What this task involves: Lines before the one containing "For every instance of the black velvet" are left out; that line and every line after it, through the end of the records, are to be reproduced exactly.

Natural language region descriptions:
● ● ● ● ● ● ●

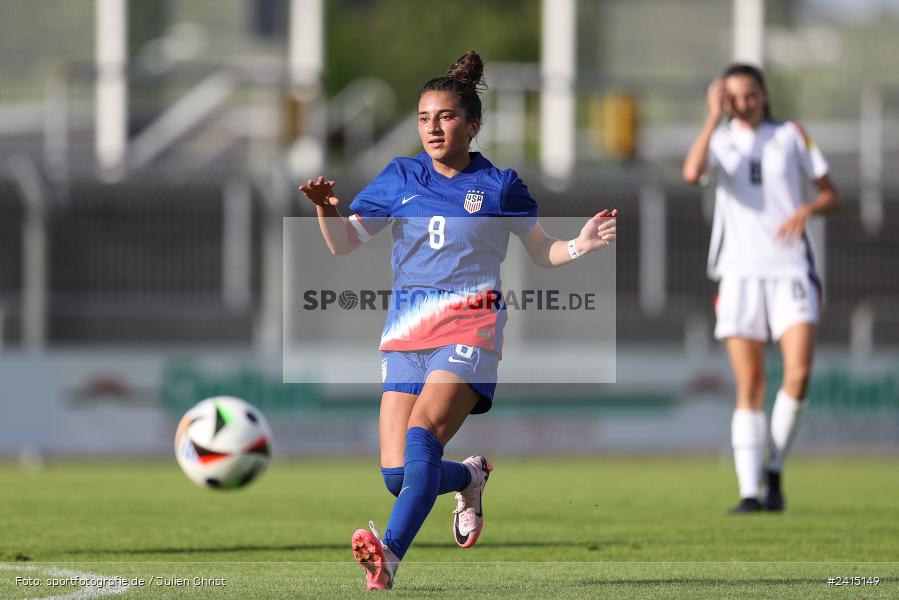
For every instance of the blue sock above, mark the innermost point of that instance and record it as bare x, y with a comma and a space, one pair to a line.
454, 477
393, 479
421, 482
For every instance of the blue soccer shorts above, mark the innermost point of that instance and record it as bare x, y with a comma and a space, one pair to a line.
407, 371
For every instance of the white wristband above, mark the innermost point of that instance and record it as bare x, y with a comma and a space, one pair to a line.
573, 251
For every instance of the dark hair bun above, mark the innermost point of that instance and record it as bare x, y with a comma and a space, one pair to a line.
469, 69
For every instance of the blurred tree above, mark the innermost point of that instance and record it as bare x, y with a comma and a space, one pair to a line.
407, 42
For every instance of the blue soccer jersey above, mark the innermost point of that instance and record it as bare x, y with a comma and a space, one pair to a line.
450, 237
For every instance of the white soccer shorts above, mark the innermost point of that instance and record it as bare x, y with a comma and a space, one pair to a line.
753, 308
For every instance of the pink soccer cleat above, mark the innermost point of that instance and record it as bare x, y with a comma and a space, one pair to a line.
379, 562
468, 518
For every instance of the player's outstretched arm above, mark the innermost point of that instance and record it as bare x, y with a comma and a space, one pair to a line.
695, 163
827, 202
599, 231
335, 228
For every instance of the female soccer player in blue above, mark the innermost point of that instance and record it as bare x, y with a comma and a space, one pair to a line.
440, 356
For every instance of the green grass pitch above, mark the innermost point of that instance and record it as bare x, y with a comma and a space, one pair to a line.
600, 527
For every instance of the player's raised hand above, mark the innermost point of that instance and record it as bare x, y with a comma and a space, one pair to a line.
599, 231
320, 192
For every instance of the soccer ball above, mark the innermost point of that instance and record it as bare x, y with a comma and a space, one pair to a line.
223, 443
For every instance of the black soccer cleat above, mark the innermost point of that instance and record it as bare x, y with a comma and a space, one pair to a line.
746, 506
774, 500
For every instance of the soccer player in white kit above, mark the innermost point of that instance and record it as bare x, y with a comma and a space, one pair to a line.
763, 259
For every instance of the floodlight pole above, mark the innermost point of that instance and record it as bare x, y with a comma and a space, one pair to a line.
306, 53
111, 103
749, 31
558, 66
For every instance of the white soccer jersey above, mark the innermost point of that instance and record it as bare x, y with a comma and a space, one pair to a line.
760, 177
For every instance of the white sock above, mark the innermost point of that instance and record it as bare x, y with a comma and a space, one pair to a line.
748, 433
784, 421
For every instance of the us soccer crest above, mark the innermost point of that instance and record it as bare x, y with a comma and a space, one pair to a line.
473, 200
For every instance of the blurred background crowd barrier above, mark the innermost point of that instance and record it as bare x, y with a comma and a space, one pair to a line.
150, 150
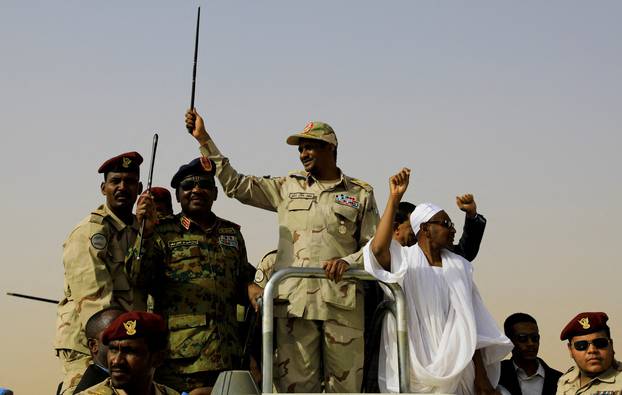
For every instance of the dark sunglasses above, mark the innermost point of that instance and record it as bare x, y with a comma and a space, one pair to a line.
189, 183
444, 223
523, 338
582, 345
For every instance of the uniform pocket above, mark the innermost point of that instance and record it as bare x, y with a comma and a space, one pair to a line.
188, 335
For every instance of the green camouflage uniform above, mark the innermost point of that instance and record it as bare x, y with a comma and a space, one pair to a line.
106, 388
607, 383
200, 277
97, 259
317, 222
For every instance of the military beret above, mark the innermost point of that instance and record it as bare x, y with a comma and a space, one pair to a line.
126, 162
314, 131
196, 166
584, 324
134, 325
161, 194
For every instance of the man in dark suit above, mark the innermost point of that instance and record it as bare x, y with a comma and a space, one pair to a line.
525, 373
98, 369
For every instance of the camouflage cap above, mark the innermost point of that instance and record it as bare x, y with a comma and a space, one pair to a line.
314, 131
126, 162
584, 324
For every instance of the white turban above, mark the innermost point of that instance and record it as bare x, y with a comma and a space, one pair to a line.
422, 213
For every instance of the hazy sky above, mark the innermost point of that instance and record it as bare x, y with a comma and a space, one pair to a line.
516, 102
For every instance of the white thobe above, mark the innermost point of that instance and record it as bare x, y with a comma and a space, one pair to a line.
447, 321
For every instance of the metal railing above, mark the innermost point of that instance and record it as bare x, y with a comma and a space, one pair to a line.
268, 320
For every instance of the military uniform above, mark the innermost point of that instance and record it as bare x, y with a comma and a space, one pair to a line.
95, 257
607, 383
318, 221
200, 277
106, 388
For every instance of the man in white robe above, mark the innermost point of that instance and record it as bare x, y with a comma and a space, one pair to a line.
455, 345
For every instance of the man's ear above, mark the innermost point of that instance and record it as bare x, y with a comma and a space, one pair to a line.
93, 346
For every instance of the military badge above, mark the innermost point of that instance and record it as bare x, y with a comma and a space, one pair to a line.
98, 241
130, 327
346, 200
229, 241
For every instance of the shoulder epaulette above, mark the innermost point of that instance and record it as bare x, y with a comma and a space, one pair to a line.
269, 253
363, 184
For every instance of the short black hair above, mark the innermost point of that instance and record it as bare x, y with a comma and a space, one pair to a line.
404, 209
508, 324
96, 324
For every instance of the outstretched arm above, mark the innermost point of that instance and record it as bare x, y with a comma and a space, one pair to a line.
384, 233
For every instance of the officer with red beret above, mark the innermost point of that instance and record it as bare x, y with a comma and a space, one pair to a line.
591, 347
136, 343
96, 269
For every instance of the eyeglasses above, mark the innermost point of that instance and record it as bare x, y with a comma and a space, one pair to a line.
582, 345
189, 183
444, 223
523, 338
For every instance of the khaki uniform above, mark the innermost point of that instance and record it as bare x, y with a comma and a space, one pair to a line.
200, 277
106, 388
607, 383
95, 258
317, 222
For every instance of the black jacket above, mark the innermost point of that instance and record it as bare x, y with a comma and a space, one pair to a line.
510, 382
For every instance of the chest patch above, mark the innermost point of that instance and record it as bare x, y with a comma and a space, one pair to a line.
301, 195
183, 243
347, 200
229, 241
98, 241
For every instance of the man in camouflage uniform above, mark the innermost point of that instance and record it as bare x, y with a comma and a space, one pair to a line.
136, 343
591, 347
202, 272
96, 259
325, 218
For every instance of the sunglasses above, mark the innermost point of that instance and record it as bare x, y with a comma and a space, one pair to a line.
582, 345
444, 223
523, 338
189, 183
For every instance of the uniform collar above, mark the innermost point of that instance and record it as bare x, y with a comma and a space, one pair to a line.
116, 221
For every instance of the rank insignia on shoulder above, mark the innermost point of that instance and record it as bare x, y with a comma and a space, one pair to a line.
185, 222
229, 241
346, 200
130, 327
98, 241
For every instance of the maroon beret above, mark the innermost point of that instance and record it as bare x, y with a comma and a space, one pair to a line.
584, 324
135, 324
126, 162
160, 194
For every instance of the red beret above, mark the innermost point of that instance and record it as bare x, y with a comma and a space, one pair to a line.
126, 162
584, 324
136, 324
160, 193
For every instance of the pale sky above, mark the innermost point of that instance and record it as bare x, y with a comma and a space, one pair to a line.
517, 103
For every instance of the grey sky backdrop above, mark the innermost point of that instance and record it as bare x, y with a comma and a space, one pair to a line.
518, 103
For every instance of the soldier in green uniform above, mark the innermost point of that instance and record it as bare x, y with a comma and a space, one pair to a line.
95, 259
325, 218
202, 272
136, 343
591, 347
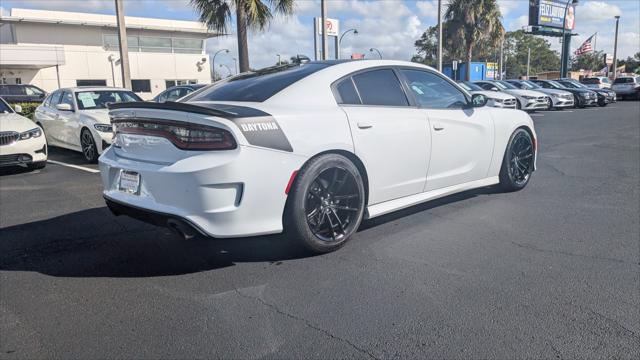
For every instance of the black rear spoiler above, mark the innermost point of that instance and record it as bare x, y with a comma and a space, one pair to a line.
170, 105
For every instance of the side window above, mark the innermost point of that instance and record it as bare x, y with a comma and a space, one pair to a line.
347, 92
380, 87
55, 98
67, 98
432, 91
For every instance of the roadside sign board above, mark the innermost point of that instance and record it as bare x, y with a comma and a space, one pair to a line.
332, 26
551, 13
608, 59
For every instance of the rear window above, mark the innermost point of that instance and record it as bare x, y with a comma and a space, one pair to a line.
623, 81
257, 86
591, 81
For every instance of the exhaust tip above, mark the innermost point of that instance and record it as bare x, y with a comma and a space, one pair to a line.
181, 228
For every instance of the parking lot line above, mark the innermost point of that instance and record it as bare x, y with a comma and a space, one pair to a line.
93, 171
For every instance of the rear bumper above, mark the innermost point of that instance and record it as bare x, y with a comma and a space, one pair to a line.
235, 194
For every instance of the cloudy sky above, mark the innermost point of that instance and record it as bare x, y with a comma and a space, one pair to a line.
391, 26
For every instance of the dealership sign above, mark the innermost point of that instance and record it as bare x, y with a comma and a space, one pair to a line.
332, 26
551, 13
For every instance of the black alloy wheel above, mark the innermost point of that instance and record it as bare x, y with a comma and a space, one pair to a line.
332, 203
517, 165
326, 203
88, 144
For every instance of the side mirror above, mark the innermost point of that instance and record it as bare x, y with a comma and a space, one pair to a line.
479, 100
64, 107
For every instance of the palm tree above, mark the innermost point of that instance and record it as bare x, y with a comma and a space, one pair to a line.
472, 21
252, 14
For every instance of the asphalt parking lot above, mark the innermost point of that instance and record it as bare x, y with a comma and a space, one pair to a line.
552, 271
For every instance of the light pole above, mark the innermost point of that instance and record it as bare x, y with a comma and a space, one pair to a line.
124, 48
615, 49
355, 32
440, 35
228, 69
213, 62
111, 59
566, 41
325, 43
378, 51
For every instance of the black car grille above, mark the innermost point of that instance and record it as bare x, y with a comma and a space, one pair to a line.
8, 137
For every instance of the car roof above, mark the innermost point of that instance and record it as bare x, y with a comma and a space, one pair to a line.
92, 88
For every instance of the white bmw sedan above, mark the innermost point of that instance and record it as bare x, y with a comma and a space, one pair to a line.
78, 119
311, 149
21, 141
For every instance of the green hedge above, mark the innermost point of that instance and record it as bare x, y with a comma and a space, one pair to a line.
28, 108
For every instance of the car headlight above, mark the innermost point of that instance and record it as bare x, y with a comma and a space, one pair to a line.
33, 133
103, 127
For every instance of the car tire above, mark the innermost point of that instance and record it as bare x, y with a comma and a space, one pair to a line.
518, 160
38, 165
88, 144
326, 204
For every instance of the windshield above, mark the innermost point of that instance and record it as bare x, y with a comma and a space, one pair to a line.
569, 84
4, 108
505, 85
623, 81
89, 100
470, 86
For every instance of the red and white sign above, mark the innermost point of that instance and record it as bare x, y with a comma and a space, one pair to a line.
332, 26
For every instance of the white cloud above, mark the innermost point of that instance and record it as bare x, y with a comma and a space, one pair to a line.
518, 23
428, 9
597, 11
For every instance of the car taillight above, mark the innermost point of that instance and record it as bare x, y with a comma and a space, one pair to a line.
184, 136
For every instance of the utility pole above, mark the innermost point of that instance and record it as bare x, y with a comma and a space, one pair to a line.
615, 49
325, 44
124, 48
528, 62
440, 35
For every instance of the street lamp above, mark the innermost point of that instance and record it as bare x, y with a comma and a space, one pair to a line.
228, 69
355, 32
565, 44
213, 62
235, 63
615, 50
378, 51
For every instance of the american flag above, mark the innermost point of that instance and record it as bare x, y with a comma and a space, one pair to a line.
585, 47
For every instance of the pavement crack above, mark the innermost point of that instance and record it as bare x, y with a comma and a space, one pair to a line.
307, 323
560, 252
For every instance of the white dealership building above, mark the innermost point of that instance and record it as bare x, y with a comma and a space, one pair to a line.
53, 49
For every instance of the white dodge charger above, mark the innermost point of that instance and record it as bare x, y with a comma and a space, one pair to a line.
311, 149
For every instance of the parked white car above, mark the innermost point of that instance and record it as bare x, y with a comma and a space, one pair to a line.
21, 141
525, 99
560, 99
597, 82
496, 99
78, 119
312, 148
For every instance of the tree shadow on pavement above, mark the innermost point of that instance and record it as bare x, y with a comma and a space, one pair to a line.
95, 243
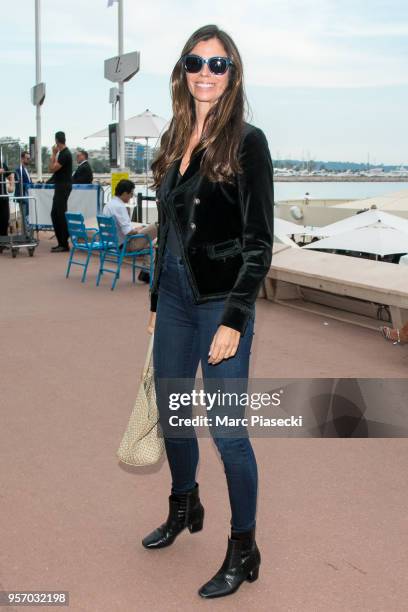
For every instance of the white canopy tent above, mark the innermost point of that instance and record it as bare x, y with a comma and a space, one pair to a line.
365, 219
145, 125
376, 239
393, 202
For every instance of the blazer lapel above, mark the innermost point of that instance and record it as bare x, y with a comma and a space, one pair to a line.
169, 183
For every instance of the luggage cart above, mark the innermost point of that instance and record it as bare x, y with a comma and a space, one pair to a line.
25, 238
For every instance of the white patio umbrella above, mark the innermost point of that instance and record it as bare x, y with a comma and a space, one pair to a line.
281, 226
377, 239
365, 219
146, 125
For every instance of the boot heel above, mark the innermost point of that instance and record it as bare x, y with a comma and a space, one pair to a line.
253, 575
195, 526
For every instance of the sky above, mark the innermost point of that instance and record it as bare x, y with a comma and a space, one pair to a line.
325, 79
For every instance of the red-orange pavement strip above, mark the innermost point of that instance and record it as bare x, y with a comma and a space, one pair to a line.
332, 518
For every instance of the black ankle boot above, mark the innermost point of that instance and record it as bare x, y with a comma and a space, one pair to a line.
241, 563
185, 510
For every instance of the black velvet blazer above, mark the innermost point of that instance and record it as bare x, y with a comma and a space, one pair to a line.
225, 230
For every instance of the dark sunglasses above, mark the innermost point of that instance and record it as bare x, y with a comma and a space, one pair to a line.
217, 65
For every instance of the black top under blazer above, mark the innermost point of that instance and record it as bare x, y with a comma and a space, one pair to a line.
225, 230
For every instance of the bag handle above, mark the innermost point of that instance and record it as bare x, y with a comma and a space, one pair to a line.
148, 355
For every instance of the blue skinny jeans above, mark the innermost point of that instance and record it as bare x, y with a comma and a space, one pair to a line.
183, 335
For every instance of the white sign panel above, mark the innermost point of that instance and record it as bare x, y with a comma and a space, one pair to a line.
38, 94
122, 67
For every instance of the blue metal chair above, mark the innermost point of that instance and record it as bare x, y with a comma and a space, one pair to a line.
116, 253
80, 241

● ● ● ● ● ● ●

Solution to the problem:
For every instance of the black velvet blazer above, mark the innermost point of that instance and record it as bare x, y with a comma and a space, one pair to a line.
225, 230
For every instance of the dark sunglasses above, mark the innermost point of that instance and record it as bare x, y with a comma and a space, one pair to a line.
217, 65
For every instance of the black top under blazer above, mark the innermost point of that instance and record it as bare x, y with a comma and a space, one pair to a line.
225, 230
For every instance of the bag handle above, mark the innermost point of that instance and record it as bare x, y with a comma and a space, one pair to a line.
148, 355
For every instance of the blue skinny jeans above, mark the innermost point of that instance and record it as bare x, y with a comma and a space, one pair to a line.
183, 335
For every instance of the white sign panel above, mark the innermost point of that instance and record it as bare x, y with a comma and a space, one pair to a line.
38, 94
122, 67
For every instance of the blue metal chair above, mark the innermost point of that instance and record it as bare x, y with a comma and a space, one pair to a line.
116, 253
80, 241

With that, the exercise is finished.